-- start of Material to process --

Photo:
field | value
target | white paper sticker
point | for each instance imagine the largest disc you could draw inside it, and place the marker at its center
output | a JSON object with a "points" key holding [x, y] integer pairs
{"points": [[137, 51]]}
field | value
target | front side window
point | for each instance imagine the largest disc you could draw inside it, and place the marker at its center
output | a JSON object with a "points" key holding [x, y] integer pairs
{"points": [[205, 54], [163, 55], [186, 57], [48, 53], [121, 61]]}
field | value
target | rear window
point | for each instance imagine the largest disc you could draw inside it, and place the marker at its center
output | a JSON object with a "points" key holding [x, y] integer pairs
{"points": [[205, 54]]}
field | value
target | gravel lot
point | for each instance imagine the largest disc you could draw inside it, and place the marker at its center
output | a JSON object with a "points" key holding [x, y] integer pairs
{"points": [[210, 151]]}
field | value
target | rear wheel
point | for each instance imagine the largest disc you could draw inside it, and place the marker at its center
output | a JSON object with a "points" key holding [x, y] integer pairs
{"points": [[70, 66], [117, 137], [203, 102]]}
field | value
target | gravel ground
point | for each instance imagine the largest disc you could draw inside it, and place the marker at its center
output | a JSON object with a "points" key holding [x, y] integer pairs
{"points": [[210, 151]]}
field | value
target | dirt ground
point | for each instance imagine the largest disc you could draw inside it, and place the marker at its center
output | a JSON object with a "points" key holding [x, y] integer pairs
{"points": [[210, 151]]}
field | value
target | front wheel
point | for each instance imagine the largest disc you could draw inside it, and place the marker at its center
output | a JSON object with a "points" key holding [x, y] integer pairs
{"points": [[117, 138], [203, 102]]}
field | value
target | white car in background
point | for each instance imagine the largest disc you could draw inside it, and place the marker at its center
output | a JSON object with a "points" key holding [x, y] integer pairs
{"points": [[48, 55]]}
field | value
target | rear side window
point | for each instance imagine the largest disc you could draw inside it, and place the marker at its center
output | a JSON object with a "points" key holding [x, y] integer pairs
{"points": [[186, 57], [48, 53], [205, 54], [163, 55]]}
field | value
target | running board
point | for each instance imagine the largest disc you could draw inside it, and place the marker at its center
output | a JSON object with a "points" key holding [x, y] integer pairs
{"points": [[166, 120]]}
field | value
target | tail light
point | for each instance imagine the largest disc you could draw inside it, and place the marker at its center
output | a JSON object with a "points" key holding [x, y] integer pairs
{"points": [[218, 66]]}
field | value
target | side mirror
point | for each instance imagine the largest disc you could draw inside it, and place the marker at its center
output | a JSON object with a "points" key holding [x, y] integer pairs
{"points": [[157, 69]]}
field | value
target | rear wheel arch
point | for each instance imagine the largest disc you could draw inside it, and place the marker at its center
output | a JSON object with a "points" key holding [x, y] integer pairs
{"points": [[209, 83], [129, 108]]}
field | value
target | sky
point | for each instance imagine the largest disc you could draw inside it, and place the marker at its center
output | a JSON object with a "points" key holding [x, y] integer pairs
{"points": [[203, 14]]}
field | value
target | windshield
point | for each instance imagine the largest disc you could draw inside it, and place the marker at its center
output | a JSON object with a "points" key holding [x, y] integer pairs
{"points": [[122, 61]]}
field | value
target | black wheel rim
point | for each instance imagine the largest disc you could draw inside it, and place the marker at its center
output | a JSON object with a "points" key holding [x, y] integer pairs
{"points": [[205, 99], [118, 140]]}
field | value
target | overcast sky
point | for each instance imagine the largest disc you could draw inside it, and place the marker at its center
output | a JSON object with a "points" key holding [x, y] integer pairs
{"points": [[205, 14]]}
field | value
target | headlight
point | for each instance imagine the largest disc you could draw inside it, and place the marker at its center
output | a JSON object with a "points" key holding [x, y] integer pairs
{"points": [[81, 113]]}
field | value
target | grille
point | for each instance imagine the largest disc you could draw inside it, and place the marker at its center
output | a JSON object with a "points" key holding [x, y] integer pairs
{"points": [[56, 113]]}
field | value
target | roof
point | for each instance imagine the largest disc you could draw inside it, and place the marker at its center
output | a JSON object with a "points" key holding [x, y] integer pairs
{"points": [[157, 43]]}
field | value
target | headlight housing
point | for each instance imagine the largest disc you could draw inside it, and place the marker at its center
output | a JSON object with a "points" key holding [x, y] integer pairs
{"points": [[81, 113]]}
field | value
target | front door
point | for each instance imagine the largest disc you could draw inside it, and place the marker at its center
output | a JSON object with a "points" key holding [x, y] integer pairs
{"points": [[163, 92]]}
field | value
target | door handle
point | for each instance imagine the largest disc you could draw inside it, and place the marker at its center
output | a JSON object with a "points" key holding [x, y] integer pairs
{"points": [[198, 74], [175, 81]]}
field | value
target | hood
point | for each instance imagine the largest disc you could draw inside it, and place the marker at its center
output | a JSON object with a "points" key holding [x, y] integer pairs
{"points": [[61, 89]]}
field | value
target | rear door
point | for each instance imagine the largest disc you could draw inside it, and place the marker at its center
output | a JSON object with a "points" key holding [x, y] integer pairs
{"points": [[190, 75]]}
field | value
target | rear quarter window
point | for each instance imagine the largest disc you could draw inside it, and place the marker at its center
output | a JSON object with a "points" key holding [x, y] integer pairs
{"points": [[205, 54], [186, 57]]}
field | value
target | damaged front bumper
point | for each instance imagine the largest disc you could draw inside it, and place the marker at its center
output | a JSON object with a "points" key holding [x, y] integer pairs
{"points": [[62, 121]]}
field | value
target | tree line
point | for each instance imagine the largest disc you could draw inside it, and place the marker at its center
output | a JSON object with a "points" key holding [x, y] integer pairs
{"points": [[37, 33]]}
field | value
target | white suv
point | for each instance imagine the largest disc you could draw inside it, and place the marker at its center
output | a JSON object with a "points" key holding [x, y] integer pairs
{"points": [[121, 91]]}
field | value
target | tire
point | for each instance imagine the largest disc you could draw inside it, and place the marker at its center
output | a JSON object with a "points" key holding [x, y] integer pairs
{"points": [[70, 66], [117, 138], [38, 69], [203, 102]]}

-- end of Material to process --

__Task prompt__
How many lines of the items above contain the word "window"? Give only the number.

__Exercise response__
4